↓↓↓

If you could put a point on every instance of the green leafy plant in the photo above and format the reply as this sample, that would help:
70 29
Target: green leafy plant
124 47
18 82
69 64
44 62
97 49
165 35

↑↑↑

All of the lines above need to be given again exactly.

If you could put a point on every instance of the green leafy plant in the photo above and format the reply as this sample, that would help:
70 29
Target: green leafy plant
124 47
18 82
69 64
44 62
97 49
165 35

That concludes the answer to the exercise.